-- begin QUOTED PASSAGE --

It’s beautiful as a spiky-branched young tree with those bright blue-green needles, but as this tree matures it tends to get a bit misshapen, especially on top. But the real problem for me was that a mature tree produces large male cones that release thick clouds of pollen, which covered my driveway and cars and gave rise to dry, hacking coughs.

11. Horse Chestnut (Aesculus hippocastanum)

I haven’t completely closed the door on this tree yet. I love its distinctive and showy spring flowers, reminiscent of candles on the end of each branch. But the leaves are prone to an end-of-season blight that causes premature leaf drop. And like the black walnut, this tree is a squirrel attractor. Given my epic battles with the rodent, this should be enough to disqualify it from being in my yard. But we’ll see. A little-known fact: During WWI and WWII, starchy horse chestnuts (inedible to humans) were collected, mashed and fermented into acetone for war-related industrial purposes, though not particularly efficiently.

-- end QUOTED PASSAGE --

▶ [REQUIREMENT A]: Quote the tree passage above in full, word for word.

-- begin MATERIAL PROVIDED --

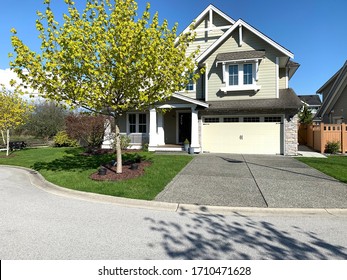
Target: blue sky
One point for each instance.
(314, 30)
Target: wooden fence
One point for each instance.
(316, 136)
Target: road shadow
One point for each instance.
(213, 236)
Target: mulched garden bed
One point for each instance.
(128, 173)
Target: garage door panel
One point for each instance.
(246, 138)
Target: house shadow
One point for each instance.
(212, 236)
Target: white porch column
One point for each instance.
(194, 145)
(153, 128)
(161, 134)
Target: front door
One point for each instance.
(184, 127)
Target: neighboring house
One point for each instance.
(312, 102)
(242, 104)
(334, 93)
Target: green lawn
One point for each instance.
(334, 166)
(66, 167)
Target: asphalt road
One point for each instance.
(36, 224)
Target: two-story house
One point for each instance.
(241, 104)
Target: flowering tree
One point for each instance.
(13, 112)
(105, 59)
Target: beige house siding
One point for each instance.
(267, 68)
(282, 78)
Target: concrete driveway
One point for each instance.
(254, 181)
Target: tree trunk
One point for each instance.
(118, 147)
(8, 142)
(3, 137)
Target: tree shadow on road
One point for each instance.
(213, 236)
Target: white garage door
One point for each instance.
(242, 137)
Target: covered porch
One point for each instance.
(174, 121)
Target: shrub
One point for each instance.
(145, 147)
(332, 147)
(63, 140)
(87, 129)
(124, 142)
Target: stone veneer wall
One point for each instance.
(291, 135)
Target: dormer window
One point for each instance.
(233, 75)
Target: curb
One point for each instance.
(37, 180)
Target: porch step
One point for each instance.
(168, 148)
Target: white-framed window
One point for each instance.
(233, 75)
(137, 123)
(231, 119)
(191, 85)
(211, 120)
(240, 76)
(247, 74)
(251, 119)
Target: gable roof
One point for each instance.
(231, 56)
(237, 24)
(205, 13)
(338, 79)
(311, 100)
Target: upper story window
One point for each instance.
(233, 75)
(240, 74)
(240, 70)
(247, 74)
(190, 85)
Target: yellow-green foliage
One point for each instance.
(105, 57)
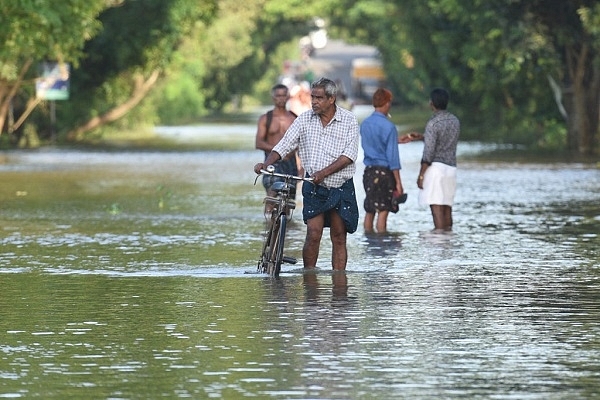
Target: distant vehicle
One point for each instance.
(367, 75)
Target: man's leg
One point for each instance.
(442, 217)
(368, 225)
(437, 212)
(448, 217)
(382, 221)
(339, 256)
(314, 232)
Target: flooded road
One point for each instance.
(129, 275)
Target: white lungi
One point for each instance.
(439, 185)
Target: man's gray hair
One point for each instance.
(327, 85)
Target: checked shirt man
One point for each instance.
(327, 139)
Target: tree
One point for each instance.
(135, 48)
(505, 61)
(36, 30)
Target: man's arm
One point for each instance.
(261, 135)
(337, 165)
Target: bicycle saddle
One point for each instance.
(279, 186)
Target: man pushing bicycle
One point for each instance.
(327, 138)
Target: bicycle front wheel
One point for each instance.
(278, 244)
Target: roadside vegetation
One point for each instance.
(521, 72)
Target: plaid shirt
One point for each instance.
(441, 138)
(320, 146)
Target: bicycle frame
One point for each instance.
(281, 210)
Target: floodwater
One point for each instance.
(129, 275)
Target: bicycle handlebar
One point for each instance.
(285, 176)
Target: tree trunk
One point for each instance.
(584, 101)
(140, 90)
(8, 91)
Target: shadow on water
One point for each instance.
(124, 275)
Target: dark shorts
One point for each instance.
(379, 184)
(321, 200)
(287, 167)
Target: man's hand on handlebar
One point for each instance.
(258, 167)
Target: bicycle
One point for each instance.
(278, 211)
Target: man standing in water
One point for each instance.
(271, 127)
(327, 141)
(437, 177)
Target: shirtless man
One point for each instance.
(271, 127)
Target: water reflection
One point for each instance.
(154, 300)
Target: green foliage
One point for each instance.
(495, 57)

-- end MATERIAL PROVIDED --

▶ [REQUIREMENT B]: Convert the rows above, starting at the line containing "Target: man's hand on handlebar" and ending at the last row, into a two-column CSV with the columns request and points. Give one CSV line per row, with each field in quotation marks and any line breaks turned into spaces.

▶ [WRITTEN RESPONSE A]:
It’s beautiful as a spiky-branched young tree with those bright blue-green needles, but as this tree matures it tends to get a bit misshapen, especially on top. But the real problem for me was that a mature tree produces large male cones that release thick clouds of pollen, which covered my driveway and cars and gave rise to dry, hacking coughs.

11. Horse Chestnut (Aesculus hippocastanum)

I haven’t completely closed the door on this tree yet. I love its distinctive and showy spring flowers, reminiscent of candles on the end of each branch. But the leaves are prone to an end-of-season blight that causes premature leaf drop. And like the black walnut, this tree is a squirrel attractor. Given my epic battles with the rodent, this should be enough to disqualify it from being in my yard. But we’ll see. A little-known fact: During WWI and WWII, starchy horse chestnuts (inedible to humans) were collected, mashed and fermented into acetone for war-related industrial purposes, though not particularly efficiently.

▶ [WRITTEN RESPONSE B]:
request,points
"Target: man's hand on handlebar One point for each instance.","(258, 167)"
"Target: bicycle One point for each instance.","(278, 211)"
"Target: man standing in water One point for each instance.","(271, 127) (327, 141) (437, 177)"
"Target: shirtless man One point for each instance.","(271, 127)"
"Target: water reflection One point for each instance.","(154, 300)"
"Target: green foliage One point for each instance.","(495, 57)"